Top of QUOTED PASSAGE

Considering that this year’s Dragon Awards ballot looks pretty good, I guess reactions from certain quarters of the genre community, who used to consider the Dragons their territory, were inevitable. And indeed, Mike Glyer has put up a round-up of Dragon Award reactions at File 770.
But if you want my take, here it is:
Catholic fantasy/horror indie author Declan Finn and former Dragon Award finalist, who to be fair has done a lot to promote books he likes for the Dragon Awards, is not at all pleased by this year’s ballots, for not only did very few of his favourites make the ballot, he also isn’t familiar with most of the finalists at all, though he somehow knows they’re crap.
I have to raise my eyebrows at Declan Finn somehow missing Martha Wells’ Murderbot books or Gideon the Ninth, one of the most heavily promoted books in recent memory, let alone that he knows no one who watches Star Trek Discovery or Picard.
Nonethelesss, his post illustrates an issue I see a lot in the whole indie author ecosystem, of which Finn and the whole superversive fiction movement form a small subsection, namely that a lot of indie authors only read other indie authors, especially other indie authors in their specific niche, and don’t know what is going on in the wider genre world at all, because they don’t read anything except indie books in their specific niche (and the occasional traditionally published author they like) and don’t pay attention to anything outside their niche. Indeed, I’ve seen advice for indie authors telling them to read and study the Kindle top 100 bestsellers in their subgenre, but not to bother with traditionally published books at all, because there is nothing to be learned from traditionally published books about writing books that appeal to the Kindle Unlimited crowd.
Whatever you think about that advice, the results is that when a popular, widely read and discussed book wins an award or hits a shortlist, particularly a book which does not fit narrow conceptions of what the genre should be (I’ve had people argue with me that Becky Chambers’ books can’t possibly be space opera, because there is no spaceship on the cover, and that Jo Walton’s Among Others must be literary fiction, because the cover doesn’t look like a typical fantasy novel), the reaction is, “Who is this person? I’ve never heard of them, so they can’t be any good.”
This insularity works both ways, because a lot of people in the world of traditional publishing are not necessarily familiar with popular indie authors either, because they just tend to scroll past those books and all those carefully split-tested ads to get to the book they want to buy. And since indie books are rarely discussed or reviewed in the places where general SFF readers gather, a lot of SFF readers are simply not familiar even with very popular indie SFF books. There are a few cracks in the wall – projects like the Self-Published Fantasy Blog-Off or my own Indie Speculative Fiction of the Month round-ups – but they are still limited and affected by selection bias. As a result, you have situations where the biggest fish in the subgenre Kindle pond walks into Worldcon or the SFWA suite, expecting to be celebrated, because they are a six figure author and number one in their subcategory, only to be met with “And who are you again?” reactions.

Bottom of QUOTED PASSAGE

*WHAT TO DO:*
(a) Answer these about the post on Dragon Award reactions, one line each:
(i) At what site did Mike Glyer post a round-up of Dragon Award reactions?
(ii) Which two shows does Declan Finn know no one who watches?
(iii) Which two projects are named as cracks in the wall between indie and traditional SFF readers?
(b) Translate this sentence from the post on Dragon Award reactions into Spanish: "And indeed, Mike Glyer has put up a round-up of Dragon Award reactions at File 770."
(c) Please reproduce the part of the post on Dragon Award reactions that opens with the words containing "But if you want" and closes with "knows they’re crap.".

Top of DATA FOR ANALYSIS

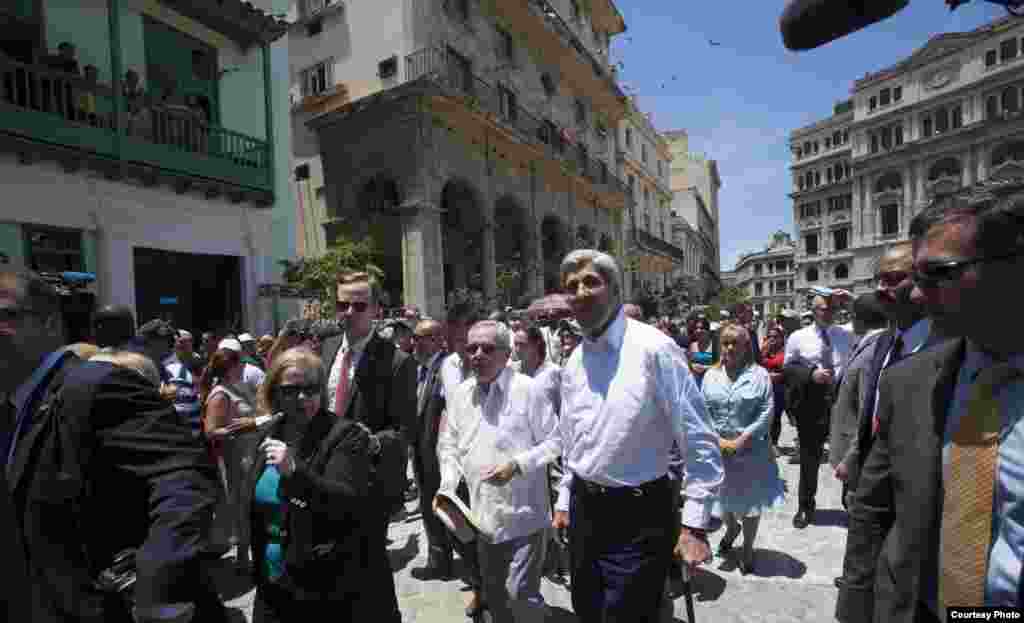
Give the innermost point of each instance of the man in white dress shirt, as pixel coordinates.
(627, 397)
(815, 357)
(496, 416)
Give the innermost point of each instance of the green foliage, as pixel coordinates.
(318, 275)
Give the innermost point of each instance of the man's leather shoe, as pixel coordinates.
(803, 518)
(476, 606)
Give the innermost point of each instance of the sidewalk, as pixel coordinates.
(793, 582)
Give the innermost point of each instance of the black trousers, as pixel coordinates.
(620, 549)
(811, 421)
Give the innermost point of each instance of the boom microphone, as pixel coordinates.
(809, 24)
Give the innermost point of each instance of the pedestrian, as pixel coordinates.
(935, 520)
(372, 382)
(814, 357)
(500, 416)
(627, 397)
(738, 395)
(306, 499)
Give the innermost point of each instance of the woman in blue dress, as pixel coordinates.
(738, 395)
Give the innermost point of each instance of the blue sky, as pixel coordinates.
(739, 100)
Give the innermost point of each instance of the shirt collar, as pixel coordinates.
(915, 336)
(612, 337)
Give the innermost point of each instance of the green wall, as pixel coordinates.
(12, 243)
(243, 107)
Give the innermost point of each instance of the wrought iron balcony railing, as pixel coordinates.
(441, 67)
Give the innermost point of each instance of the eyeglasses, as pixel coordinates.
(487, 349)
(308, 391)
(933, 275)
(358, 305)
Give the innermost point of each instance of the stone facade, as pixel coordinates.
(474, 155)
(768, 276)
(948, 116)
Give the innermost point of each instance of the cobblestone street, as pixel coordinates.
(793, 582)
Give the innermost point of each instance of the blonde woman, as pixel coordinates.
(310, 558)
(738, 396)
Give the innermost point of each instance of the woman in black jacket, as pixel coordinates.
(305, 498)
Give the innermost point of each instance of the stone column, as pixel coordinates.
(422, 252)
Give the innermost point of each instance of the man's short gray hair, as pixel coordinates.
(605, 264)
(503, 334)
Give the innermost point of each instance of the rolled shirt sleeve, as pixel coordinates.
(679, 397)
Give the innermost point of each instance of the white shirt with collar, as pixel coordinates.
(806, 346)
(481, 432)
(335, 377)
(627, 397)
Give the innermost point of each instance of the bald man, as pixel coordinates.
(815, 357)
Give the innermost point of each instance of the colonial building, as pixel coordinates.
(948, 116)
(474, 142)
(139, 144)
(644, 162)
(694, 182)
(767, 277)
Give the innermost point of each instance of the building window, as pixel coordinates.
(1008, 49)
(508, 102)
(811, 244)
(890, 219)
(316, 80)
(53, 250)
(506, 45)
(841, 240)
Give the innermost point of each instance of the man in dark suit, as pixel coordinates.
(427, 340)
(913, 489)
(373, 382)
(156, 479)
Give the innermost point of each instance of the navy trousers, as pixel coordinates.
(621, 545)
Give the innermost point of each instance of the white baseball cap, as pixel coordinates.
(229, 344)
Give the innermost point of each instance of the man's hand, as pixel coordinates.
(691, 549)
(822, 376)
(560, 521)
(501, 474)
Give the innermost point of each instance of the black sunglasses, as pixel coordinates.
(308, 391)
(358, 305)
(934, 275)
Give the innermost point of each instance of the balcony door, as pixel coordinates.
(182, 65)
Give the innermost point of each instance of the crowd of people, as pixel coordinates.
(581, 442)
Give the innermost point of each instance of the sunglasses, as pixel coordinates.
(934, 275)
(358, 305)
(487, 349)
(308, 391)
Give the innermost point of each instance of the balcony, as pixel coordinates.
(78, 119)
(652, 243)
(436, 66)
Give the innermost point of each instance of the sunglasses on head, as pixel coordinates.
(309, 390)
(358, 305)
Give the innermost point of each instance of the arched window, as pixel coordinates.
(947, 167)
(889, 181)
(1009, 151)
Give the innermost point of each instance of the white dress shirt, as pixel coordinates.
(806, 346)
(335, 377)
(627, 397)
(484, 431)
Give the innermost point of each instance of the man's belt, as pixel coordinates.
(639, 491)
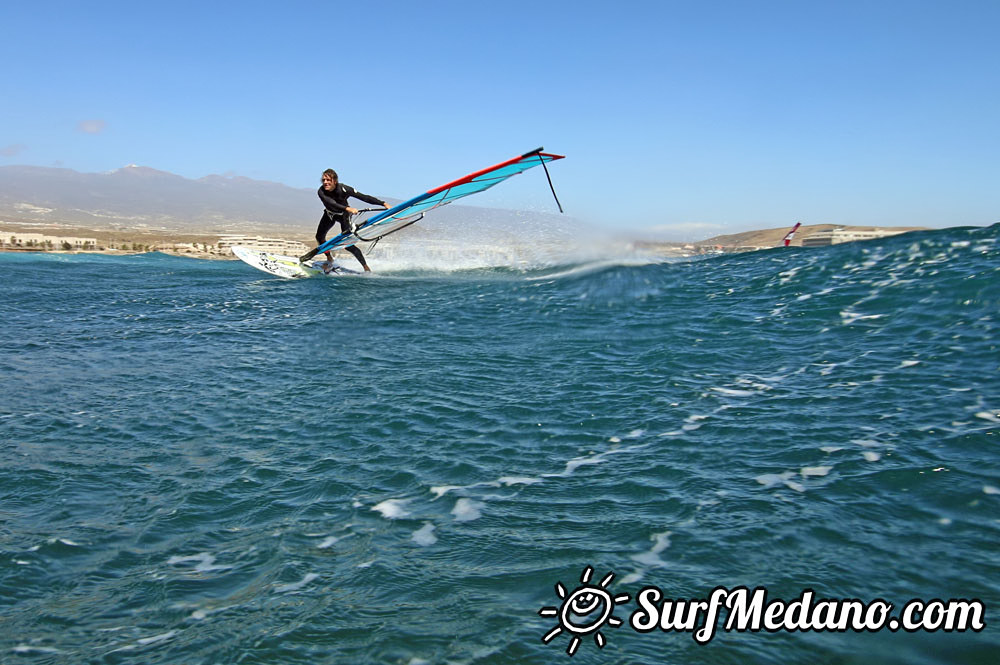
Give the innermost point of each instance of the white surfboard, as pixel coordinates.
(288, 266)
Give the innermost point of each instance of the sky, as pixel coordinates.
(679, 118)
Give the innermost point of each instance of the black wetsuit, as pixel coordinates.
(336, 205)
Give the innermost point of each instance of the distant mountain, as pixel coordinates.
(141, 197)
(773, 237)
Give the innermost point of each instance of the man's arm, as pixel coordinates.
(329, 203)
(368, 199)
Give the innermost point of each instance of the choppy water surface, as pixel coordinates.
(203, 464)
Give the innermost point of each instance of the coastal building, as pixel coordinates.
(44, 241)
(281, 246)
(839, 235)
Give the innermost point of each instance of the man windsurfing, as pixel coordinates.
(334, 196)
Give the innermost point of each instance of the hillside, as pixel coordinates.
(773, 237)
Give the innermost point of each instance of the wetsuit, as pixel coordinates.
(335, 202)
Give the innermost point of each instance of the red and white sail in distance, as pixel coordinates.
(791, 234)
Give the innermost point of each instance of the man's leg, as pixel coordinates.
(359, 256)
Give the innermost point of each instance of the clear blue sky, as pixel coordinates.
(699, 117)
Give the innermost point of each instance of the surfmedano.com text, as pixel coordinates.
(753, 611)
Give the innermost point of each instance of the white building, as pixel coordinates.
(44, 241)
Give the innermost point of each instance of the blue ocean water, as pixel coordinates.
(200, 463)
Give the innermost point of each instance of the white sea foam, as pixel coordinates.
(772, 479)
(848, 317)
(424, 536)
(206, 562)
(652, 557)
(518, 480)
(733, 392)
(156, 638)
(466, 510)
(295, 586)
(441, 490)
(27, 649)
(392, 509)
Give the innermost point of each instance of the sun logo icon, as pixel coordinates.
(584, 611)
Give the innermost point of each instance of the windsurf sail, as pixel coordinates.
(409, 212)
(791, 234)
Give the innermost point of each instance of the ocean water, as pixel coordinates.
(200, 463)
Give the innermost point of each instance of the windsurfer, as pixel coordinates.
(334, 196)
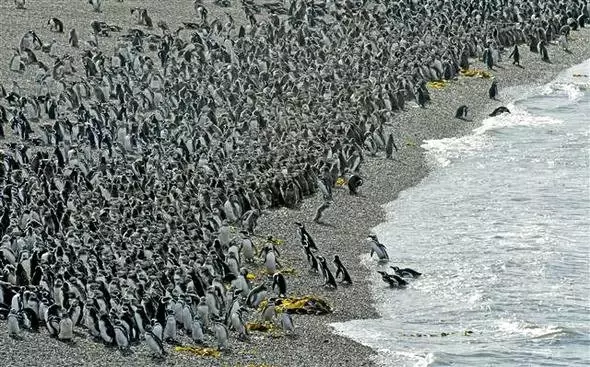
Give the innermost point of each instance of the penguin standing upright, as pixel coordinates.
(278, 281)
(329, 280)
(515, 55)
(341, 270)
(543, 51)
(493, 91)
(462, 112)
(13, 324)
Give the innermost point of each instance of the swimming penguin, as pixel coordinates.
(278, 281)
(329, 280)
(493, 92)
(55, 25)
(377, 248)
(13, 324)
(305, 237)
(406, 272)
(341, 270)
(499, 110)
(154, 343)
(66, 328)
(287, 323)
(73, 38)
(515, 55)
(543, 51)
(462, 112)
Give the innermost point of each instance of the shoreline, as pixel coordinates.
(349, 220)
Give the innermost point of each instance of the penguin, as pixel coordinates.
(390, 147)
(543, 51)
(121, 337)
(278, 281)
(341, 270)
(499, 110)
(329, 280)
(462, 112)
(170, 328)
(221, 335)
(13, 324)
(493, 92)
(197, 332)
(306, 239)
(287, 323)
(73, 38)
(55, 25)
(515, 55)
(256, 295)
(406, 272)
(154, 343)
(354, 182)
(66, 328)
(377, 248)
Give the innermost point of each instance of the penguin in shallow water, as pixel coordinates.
(462, 112)
(377, 248)
(341, 271)
(406, 272)
(329, 280)
(279, 282)
(499, 110)
(493, 91)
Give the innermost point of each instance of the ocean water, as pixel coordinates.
(501, 231)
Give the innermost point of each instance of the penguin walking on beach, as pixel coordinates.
(55, 25)
(515, 56)
(377, 248)
(461, 113)
(329, 280)
(493, 91)
(341, 271)
(279, 282)
(543, 51)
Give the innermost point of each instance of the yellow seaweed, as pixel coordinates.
(198, 351)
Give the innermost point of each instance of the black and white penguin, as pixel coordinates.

Bottom of DATA FOR ANALYSIS

*SOLUTIONS BELOW:*
(a)
(i) File 770
(ii) Star Trek Discovery and Picard
(iii) The Self-Published Fantasy Blog-Off and the Indie Speculative Fiction of the Month round-ups

(b) Y, en efecto, Mike Glyer ha publicado un resumen de las reacciones a los Dragon Awards en File 770.

(c)
But if you want my take, here it is:
Catholic fantasy/horror indie author Declan Finn and former Dragon Award finalist, who to be fair has done a lot to promote books he likes for the Dragon Awards, is not at all pleased by this year’s ballots, for not only did very few of his favourites make the ballot, he also isn’t familiar with most of the finalists at all, though he somehow knows they’re crap.